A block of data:
::::::::

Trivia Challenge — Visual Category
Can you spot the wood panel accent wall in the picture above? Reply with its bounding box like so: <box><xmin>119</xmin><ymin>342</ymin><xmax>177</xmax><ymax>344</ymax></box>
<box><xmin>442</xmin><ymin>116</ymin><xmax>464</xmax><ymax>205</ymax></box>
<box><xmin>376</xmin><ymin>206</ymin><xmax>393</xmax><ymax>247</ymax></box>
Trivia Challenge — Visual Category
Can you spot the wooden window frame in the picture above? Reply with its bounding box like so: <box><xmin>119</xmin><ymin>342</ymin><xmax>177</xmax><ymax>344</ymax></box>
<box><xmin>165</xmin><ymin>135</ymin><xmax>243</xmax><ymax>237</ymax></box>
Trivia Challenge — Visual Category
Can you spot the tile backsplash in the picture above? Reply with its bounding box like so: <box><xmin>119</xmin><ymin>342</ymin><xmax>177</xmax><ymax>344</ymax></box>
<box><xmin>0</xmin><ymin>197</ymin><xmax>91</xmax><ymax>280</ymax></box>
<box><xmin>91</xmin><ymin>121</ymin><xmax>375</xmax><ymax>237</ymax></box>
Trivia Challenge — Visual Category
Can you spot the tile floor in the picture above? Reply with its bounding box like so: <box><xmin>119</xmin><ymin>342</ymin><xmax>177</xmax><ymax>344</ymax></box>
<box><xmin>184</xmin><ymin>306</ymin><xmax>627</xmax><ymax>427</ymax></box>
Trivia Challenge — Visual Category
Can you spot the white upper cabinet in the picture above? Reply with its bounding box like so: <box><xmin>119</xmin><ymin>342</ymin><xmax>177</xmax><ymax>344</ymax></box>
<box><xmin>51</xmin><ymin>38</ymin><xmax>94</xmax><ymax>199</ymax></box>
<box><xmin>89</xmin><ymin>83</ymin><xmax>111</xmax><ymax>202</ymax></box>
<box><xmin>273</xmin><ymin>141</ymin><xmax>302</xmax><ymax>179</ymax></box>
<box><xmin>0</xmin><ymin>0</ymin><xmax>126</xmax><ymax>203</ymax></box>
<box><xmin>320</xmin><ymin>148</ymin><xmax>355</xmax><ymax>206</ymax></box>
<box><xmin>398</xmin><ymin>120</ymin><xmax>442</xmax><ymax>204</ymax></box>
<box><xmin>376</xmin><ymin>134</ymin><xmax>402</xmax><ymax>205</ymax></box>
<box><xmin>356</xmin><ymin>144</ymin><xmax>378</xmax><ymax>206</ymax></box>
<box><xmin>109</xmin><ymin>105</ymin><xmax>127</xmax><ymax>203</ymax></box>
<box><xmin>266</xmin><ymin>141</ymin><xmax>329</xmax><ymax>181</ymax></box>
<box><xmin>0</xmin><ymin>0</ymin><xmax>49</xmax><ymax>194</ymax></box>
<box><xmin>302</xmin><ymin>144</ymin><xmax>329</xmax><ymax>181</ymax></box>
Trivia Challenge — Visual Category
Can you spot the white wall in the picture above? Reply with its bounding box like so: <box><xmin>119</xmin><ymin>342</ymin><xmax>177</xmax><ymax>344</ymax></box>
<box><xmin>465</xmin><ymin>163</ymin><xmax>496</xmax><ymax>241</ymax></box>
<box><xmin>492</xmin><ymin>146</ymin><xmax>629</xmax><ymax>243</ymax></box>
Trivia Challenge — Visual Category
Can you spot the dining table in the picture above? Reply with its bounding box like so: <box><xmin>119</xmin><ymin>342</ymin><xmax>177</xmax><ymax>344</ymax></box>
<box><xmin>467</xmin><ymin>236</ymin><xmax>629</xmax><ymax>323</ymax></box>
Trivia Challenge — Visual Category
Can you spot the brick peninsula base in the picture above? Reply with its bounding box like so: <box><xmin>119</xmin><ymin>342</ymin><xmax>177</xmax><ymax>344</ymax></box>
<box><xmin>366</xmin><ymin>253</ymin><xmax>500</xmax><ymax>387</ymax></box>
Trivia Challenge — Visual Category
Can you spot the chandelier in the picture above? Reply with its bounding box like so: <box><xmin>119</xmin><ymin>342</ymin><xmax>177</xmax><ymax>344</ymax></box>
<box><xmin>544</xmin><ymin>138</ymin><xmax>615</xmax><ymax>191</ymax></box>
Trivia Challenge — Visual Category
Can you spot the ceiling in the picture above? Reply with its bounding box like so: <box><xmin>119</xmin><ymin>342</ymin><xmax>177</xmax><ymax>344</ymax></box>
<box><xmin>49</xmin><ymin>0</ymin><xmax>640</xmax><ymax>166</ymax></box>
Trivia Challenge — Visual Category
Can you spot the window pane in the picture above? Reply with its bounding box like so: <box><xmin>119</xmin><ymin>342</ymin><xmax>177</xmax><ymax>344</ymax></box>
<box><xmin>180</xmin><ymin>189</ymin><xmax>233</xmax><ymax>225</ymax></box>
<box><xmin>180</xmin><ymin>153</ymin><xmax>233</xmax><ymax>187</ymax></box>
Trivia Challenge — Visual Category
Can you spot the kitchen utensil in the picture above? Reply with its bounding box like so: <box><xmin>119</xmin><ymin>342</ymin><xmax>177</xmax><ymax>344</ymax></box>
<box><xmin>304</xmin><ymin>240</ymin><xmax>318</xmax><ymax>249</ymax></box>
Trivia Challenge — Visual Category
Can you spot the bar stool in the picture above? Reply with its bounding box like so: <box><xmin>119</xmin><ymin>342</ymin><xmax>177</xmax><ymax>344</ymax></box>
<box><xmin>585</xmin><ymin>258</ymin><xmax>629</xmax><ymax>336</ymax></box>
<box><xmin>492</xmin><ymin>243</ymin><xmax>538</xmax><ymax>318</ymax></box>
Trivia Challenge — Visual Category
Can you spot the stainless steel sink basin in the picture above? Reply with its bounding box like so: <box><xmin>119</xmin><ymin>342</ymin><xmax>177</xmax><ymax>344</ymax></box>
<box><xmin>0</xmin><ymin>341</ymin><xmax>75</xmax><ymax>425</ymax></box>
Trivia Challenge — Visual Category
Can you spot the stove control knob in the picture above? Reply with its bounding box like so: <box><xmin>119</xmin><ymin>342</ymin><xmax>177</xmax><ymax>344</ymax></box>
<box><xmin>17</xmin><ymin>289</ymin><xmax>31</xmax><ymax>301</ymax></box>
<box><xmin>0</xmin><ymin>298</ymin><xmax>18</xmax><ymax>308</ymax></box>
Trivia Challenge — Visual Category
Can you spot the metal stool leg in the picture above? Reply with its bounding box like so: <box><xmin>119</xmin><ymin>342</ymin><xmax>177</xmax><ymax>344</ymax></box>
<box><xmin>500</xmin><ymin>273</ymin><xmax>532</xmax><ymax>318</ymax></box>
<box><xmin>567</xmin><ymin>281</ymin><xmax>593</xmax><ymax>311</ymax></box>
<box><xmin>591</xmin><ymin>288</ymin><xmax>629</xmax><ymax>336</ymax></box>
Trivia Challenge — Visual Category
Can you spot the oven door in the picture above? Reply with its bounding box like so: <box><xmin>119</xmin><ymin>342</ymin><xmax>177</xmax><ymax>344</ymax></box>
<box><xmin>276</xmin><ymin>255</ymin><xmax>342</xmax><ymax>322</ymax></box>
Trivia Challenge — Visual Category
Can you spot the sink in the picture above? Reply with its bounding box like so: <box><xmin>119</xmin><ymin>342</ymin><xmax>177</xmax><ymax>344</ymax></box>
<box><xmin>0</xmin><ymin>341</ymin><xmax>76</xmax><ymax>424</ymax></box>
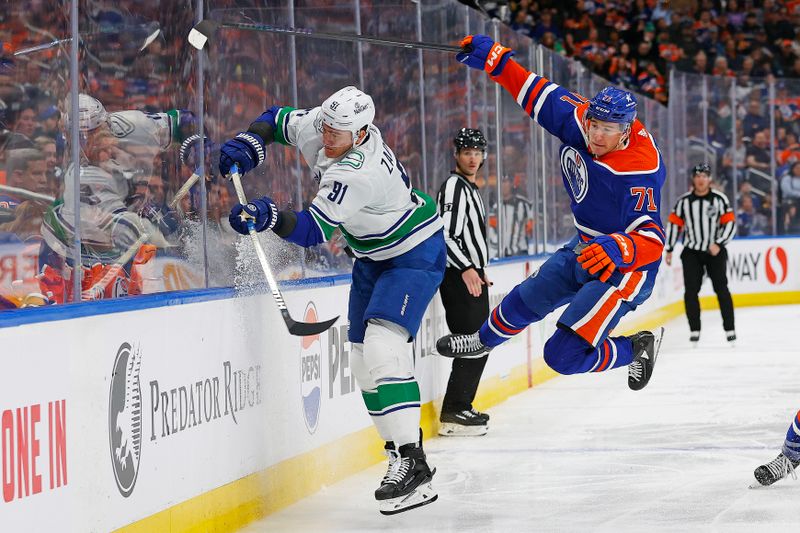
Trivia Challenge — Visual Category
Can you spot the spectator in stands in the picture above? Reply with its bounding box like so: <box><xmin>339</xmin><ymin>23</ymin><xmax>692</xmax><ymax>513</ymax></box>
<box><xmin>742</xmin><ymin>98</ymin><xmax>769</xmax><ymax>139</ymax></box>
<box><xmin>745</xmin><ymin>130</ymin><xmax>772</xmax><ymax>172</ymax></box>
<box><xmin>736</xmin><ymin>195</ymin><xmax>769</xmax><ymax>237</ymax></box>
<box><xmin>777</xmin><ymin>131</ymin><xmax>800</xmax><ymax>165</ymax></box>
<box><xmin>11</xmin><ymin>100</ymin><xmax>36</xmax><ymax>139</ymax></box>
<box><xmin>0</xmin><ymin>148</ymin><xmax>49</xmax><ymax>209</ymax></box>
<box><xmin>531</xmin><ymin>10</ymin><xmax>561</xmax><ymax>41</ymax></box>
<box><xmin>711</xmin><ymin>55</ymin><xmax>734</xmax><ymax>78</ymax></box>
<box><xmin>34</xmin><ymin>135</ymin><xmax>63</xmax><ymax>197</ymax></box>
<box><xmin>778</xmin><ymin>201</ymin><xmax>800</xmax><ymax>235</ymax></box>
<box><xmin>781</xmin><ymin>161</ymin><xmax>800</xmax><ymax>202</ymax></box>
<box><xmin>736</xmin><ymin>180</ymin><xmax>762</xmax><ymax>211</ymax></box>
<box><xmin>34</xmin><ymin>105</ymin><xmax>61</xmax><ymax>139</ymax></box>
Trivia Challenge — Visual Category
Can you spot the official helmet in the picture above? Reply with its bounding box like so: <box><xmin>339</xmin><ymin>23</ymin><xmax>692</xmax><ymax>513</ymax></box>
<box><xmin>322</xmin><ymin>85</ymin><xmax>375</xmax><ymax>141</ymax></box>
<box><xmin>692</xmin><ymin>163</ymin><xmax>711</xmax><ymax>177</ymax></box>
<box><xmin>453</xmin><ymin>128</ymin><xmax>486</xmax><ymax>159</ymax></box>
<box><xmin>586</xmin><ymin>86</ymin><xmax>636</xmax><ymax>124</ymax></box>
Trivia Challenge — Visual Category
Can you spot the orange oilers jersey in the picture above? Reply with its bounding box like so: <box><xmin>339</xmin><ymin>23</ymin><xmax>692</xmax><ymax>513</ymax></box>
<box><xmin>492</xmin><ymin>59</ymin><xmax>666</xmax><ymax>272</ymax></box>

::::::::

◆ Exercise aim ◆
Which lines of the data above contain the word "window"? Pull out each one.

◆ Written response ◆
Can you spot the wooden window frame in the picture above? Reply with its bounding box like so: <box><xmin>119</xmin><ymin>342</ymin><xmax>177</xmax><ymax>344</ymax></box>
Can you spot the window pane in the picture above? Reply with its bounding box like so: <box><xmin>119</xmin><ymin>342</ymin><xmax>177</xmax><ymax>344</ymax></box>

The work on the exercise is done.